(GIVEN DATA):
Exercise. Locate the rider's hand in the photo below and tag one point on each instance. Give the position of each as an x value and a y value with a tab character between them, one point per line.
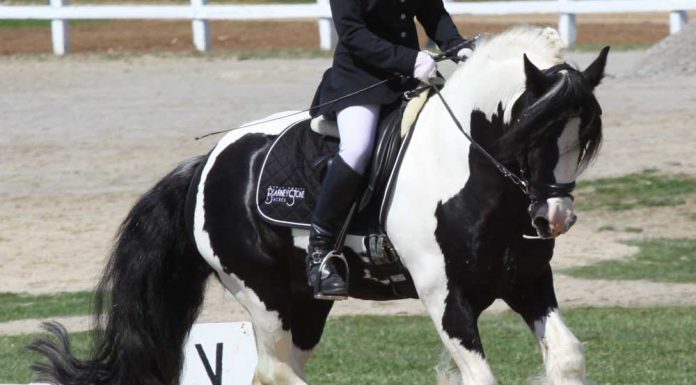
425	68
464	53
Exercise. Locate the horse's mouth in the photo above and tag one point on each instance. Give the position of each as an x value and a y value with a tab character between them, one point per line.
543	228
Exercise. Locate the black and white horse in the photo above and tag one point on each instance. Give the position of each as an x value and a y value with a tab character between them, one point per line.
460	227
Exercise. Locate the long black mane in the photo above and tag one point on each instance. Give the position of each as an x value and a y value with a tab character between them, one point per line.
539	116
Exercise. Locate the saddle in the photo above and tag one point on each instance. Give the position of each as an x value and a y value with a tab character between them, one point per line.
295	165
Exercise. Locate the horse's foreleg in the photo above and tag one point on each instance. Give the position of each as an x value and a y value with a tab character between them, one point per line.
308	321
456	321
563	354
278	359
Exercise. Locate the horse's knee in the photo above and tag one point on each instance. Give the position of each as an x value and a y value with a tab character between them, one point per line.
565	362
563	353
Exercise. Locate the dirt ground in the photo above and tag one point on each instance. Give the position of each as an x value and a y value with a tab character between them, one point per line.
175	36
82	137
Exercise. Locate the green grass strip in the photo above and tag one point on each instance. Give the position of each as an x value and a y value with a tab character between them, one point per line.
16	306
644	189
623	346
660	260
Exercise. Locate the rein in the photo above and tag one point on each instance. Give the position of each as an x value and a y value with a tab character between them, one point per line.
536	191
444	55
519	181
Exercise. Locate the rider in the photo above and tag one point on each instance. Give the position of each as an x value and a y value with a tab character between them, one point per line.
376	40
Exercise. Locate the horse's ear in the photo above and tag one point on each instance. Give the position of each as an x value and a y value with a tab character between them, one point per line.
536	81
595	72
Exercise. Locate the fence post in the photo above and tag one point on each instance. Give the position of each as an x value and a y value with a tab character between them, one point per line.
677	21
327	32
60	31
567	27
201	27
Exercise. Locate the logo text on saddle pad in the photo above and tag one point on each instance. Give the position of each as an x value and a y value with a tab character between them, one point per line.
284	194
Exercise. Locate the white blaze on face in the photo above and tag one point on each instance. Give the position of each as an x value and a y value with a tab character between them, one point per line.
560	210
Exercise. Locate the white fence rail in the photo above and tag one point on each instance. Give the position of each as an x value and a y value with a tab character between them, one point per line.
200	13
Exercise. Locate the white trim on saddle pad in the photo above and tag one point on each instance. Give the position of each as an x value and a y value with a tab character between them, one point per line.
325	127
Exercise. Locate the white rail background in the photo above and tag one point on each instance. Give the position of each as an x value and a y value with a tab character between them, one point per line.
60	12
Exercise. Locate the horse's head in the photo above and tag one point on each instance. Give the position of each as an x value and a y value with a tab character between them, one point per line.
556	130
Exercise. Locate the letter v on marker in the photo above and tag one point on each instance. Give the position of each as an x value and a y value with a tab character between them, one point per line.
215	377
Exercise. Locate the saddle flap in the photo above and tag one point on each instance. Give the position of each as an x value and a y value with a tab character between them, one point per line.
293	171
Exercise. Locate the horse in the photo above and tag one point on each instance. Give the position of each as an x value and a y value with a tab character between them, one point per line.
466	234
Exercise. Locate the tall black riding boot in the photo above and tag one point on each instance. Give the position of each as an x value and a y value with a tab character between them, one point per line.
339	190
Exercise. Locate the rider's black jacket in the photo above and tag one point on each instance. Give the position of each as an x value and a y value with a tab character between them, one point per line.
376	40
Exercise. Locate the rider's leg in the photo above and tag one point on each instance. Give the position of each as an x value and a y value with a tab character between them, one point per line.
343	181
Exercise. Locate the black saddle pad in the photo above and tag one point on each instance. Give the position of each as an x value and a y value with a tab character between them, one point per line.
296	164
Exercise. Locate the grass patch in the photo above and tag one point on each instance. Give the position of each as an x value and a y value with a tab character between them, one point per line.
15	358
662	260
15	306
624	346
644	189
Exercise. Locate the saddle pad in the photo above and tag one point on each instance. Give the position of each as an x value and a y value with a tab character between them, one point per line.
294	168
291	175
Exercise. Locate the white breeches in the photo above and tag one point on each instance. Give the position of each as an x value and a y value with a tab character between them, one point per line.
357	126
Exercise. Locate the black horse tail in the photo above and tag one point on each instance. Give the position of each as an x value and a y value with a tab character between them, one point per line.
146	302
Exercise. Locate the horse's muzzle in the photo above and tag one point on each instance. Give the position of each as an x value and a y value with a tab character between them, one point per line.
552	217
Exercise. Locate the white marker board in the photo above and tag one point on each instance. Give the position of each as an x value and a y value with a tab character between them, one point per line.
220	354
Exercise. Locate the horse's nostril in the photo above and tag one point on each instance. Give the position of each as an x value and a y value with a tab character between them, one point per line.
571	221
540	222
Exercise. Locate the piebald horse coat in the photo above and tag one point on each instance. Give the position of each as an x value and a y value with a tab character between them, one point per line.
459	226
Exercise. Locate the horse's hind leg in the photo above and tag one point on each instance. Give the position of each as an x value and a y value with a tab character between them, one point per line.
563	354
278	360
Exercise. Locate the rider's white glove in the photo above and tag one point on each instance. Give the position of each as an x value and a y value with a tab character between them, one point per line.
425	68
464	53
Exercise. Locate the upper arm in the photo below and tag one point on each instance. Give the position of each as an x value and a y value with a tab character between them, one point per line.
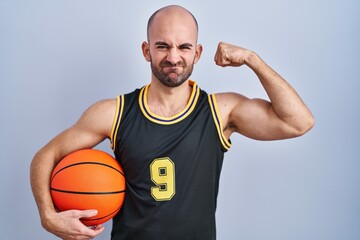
93	127
254	118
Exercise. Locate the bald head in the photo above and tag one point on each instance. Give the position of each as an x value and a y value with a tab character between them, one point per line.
171	13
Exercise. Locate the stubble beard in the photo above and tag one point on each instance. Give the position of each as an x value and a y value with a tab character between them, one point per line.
172	79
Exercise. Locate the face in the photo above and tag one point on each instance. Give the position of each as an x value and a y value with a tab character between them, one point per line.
172	50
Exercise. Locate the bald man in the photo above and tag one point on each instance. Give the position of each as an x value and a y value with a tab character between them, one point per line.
170	137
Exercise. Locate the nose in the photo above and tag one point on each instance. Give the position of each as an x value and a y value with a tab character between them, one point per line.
173	56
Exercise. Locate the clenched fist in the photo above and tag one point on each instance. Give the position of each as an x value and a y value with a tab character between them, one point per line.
231	55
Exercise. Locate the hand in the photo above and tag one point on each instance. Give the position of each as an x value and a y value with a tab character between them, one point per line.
231	55
67	225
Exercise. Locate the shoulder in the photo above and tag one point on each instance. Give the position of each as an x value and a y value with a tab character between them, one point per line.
99	116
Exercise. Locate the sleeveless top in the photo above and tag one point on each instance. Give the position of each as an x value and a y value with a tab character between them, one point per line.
172	168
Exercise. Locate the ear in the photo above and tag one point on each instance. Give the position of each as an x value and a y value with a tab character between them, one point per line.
146	50
198	52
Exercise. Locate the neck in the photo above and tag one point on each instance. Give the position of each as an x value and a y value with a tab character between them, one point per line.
166	101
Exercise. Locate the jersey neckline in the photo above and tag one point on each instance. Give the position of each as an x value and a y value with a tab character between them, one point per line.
173	119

(AIM OF THE TASK):
Transcribe each entry above without alteration, but keep the pictures out.

(RESULT BELOW):
Exercise. Locate the rider's hand in the photo below and tag one point on each instance. Give the position of each as an x value and a y value with a tab character between them, one point per line.
425	68
464	53
Exercise. Locate the horse's mouth in the photo above and tag one point on each instance. Give the position of each as an x value and a y value with a tab character between them, one point per line.
543	228
Exercise. Locate the black and white horse in the photo above and tag one point on each instance. Give the position of each as an x value and a y value with a tab character between them, one point per line.
460	227
Exercise. Locate the long black mane in the photo above and tag one point on each instance. Give the position of each as an x value and a y value with a tab character between them, one point per line.
539	116
Exercise. Locate the saddle in the photo above and tag one point on each instance. Give the position of each as an x value and a y value with a tab character between them, one point per line.
295	165
Exercise. Locate the horse's foreleg in the photo above and tag one point on each instance. Give the position of each as an x value and a y value with a tab character between them, one point per line.
308	321
456	321
563	354
278	359
Exercise. Locate the horse's knee in the photo above and tag one point on each instance. Give the position of each as an x value and a y value with a tab character between them, one point per line.
565	362
563	353
Exercise. Locate the dirt ground in the photo above and tag one point on each instance. Give the position of each as an x value and a y value with a tab character between them, one point per line.
175	36
82	137
Exercise. Locate the green grass strip in the photo above and tag one point on each instance. Give the position of each as an x value and a y value with a tab character between them, one point per line.
16	306
644	189
623	346
660	260
Exercise. Locate the rein in the photo above and tag one point on each instance. Give the position of each as an x value and a y value with a tab character between them, one point per line.
536	191
444	55
519	181
Exercise. Locate the rider in the photo above and tag one point on each instance. Give the position of each as an x value and a y value with a tab character between them, one point per line.
376	40
Exercise. Locate the horse's ear in the photo above and tag one point on each instance. Give the position of each as an x value and a y value with a tab character between them, one point per line.
536	81
595	72
Exercise. Locate the fence post in the photo above and tag one point on each instance. Give the position of each as an x value and a y value with a tab character between them, one point per line.
677	21
327	32
60	31
567	27
201	27
Exercise. Locate the logo text on saddle pad in the photo above and tag one point on each instance. Give the position of each as an x value and a y value with a tab character between them, one point per line.
284	194
Exercise. Locate the white blaze on face in the photo above and tag one point on each instance. Give the position of each as an x value and a y value with a tab character between them, one point per line.
560	210
Exercise. Locate the white fence rail in the photo above and tag one point on each instance. Give the position of each as an x value and a y value with a tab character between them, one point per line.
200	13
Exercise. Locate the white trim on saddle pad in the photo above and tag one point on each instance. Give the position of each as an x value and a y value with a tab character between them, one point per line.
325	127
Exercise. Locate the white rail background in the photo above and tag one point on each instance. Give the position of each as an x value and a y value with a tab character between them, one point per line.
60	12
Exercise. Locate the horse's head in the photo above and tag one point on each instance. Give the position of each as an x value and a y value with a tab character between them, one point per line.
556	130
Exercise. Locate the letter v on marker in the photo above and tag one point on each instance. Give the position of each as an x value and a y value with a tab character between them, one point per line.
215	377
Exercise. Locate the saddle flap in the photo above and tag one point on each instance. Give the position of each as an x value and a y value with a tab character between them, one point per line.
293	171
Exercise. Locate the horse in the photo above and tag one point on each instance. Give the position of each as an x value and a y value with a tab character between them, one point per line.
466	234
Exercise. Locate the tall black riding boot in the photo above and tag one point on each instance. Give the position of each as an x value and a y value with a tab character between them, one point per line.
339	190
Exercise. Locate the rider's black jacket in the photo above and tag one point on each instance. Give the position of each as an x value and a y value with a tab character between them, one point per line.
376	40
Exercise. Locate the rider's leg in the photo above and tag one point on each instance. Give the position of each as an x value and a y value with a tab character between them, one point per line.
343	181
Exercise. Locate the black saddle pad in the photo above and tag one point on each instance. Give the position of each as an x value and a y value with a tab character between them, one point per line.
296	164
Exercise. Locate the grass patch in the photo above and tag one point on each instance. Give the position of each as an x value and a y value with a tab character between them, one point per line.
15	358
662	260
15	306
624	346
644	189
Exercise. Locate the saddle pad in the photo above and tag one point on each instance. Give the position of each as an x value and a y value with a tab character between them, one point per line.
294	168
291	175
Exercise. Locate the white breeches in the photo above and tag one point on each instance. Give the position of each as an x value and a y value with a tab character between them, one point per line.
357	126
Exercise. Locate the black horse tail in the photo above and tag one point on each instance. Give the position of each as an x value and a y value with a tab character between them, one point per line.
146	302
Exercise. Locate the horse's muzzle in the photo above and tag one point on each instance. Give the position of each as an x value and a y value with a tab character between them, one point per line.
552	217
Exercise. Locate the white marker board in the photo above and tag one point on each instance. Give the position of each as an x value and a y value with a tab character between them, one point per line.
220	354
Exercise. Locate the horse's nostril in the photo above and tag one point on each instance. Give the position of each as an x value and a y value with a tab character between them, one point per line.
571	221
540	222
Exercise. Locate the piebald horse coat in the photo above and tag one point on each instance. Give the position of each as an x value and a y value with a tab character between them, one point per line.
459	226
Exercise. Locate the horse's hind leg in the photo above and tag one point on each instance. Give the position of each as an x value and a y value with a tab character between them, one point per line.
563	354
278	360
Exercise. Locate the rider's white glove in the photo above and tag one point on each instance. Give the position of each as an x value and a y value with a tab character between them, one point per line.
425	68
464	53
Exercise. Locate the upper arm in the photo below and tag one point on each instance. Give the position of each as an x value and a y value with a tab character between them, one point per line.
93	127
254	118
Exercise. Locate the bald head in the photo above and tag one point on each instance. Give the position of each as an x value and a y value with a tab character between them, one point per line.
171	13
Exercise. Locate the stubble beard in the photo above and tag one point on each instance. Give the position of each as an x value and a y value with a tab character between them, one point per line.
172	79
Exercise. Locate the face in the photo above and tag one point on each instance. Give the position of each as an x value and a y value with a tab character between them, one point per line.
172	50
Exercise. Locate the bald man in the photo above and tag one point on each instance. Give the position of each as an x value and a y value with a tab character between them, one point per line.
170	137
Exercise. Locate the nose in the photo above and tag one point on each instance. Give the position of each as an x value and a y value with a tab character between them, one point per line.
173	56
Exercise. Locate the clenched fist in the photo above and tag one point on each instance. Give the position of each as an x value and a y value with a tab character between them, one point per line.
231	55
Exercise. Locate the hand in the photo above and tag one point on each instance. Give the position of each as an x value and a y value with a tab character between them, one point per line.
231	55
67	225
Exercise. Locate the shoulder in the photo above and tag one point on each instance. Give the position of each as an x value and a y value with a tab character between them, one point per line.
99	116
Exercise. Locate the sleeveless top in the photo above and tag one point on each instance. Give the position of each as an x value and a y value with a tab character between them, one point per line.
172	168
Exercise. Locate the ear in the photo above and tag one point on each instance. Give the position of each as an x value and a y value with a tab character between them, one point per line.
146	50
198	52
Exercise. Locate the neck in the photo above and tag one point on each instance. Give the position of each as an x value and a y value with a tab character between them, one point per line.
166	101
Exercise. Locate the jersey neckline in the photo above and tag one point on each instance. Give the position of each as an x value and a y value with a tab character between them, one point per line.
173	119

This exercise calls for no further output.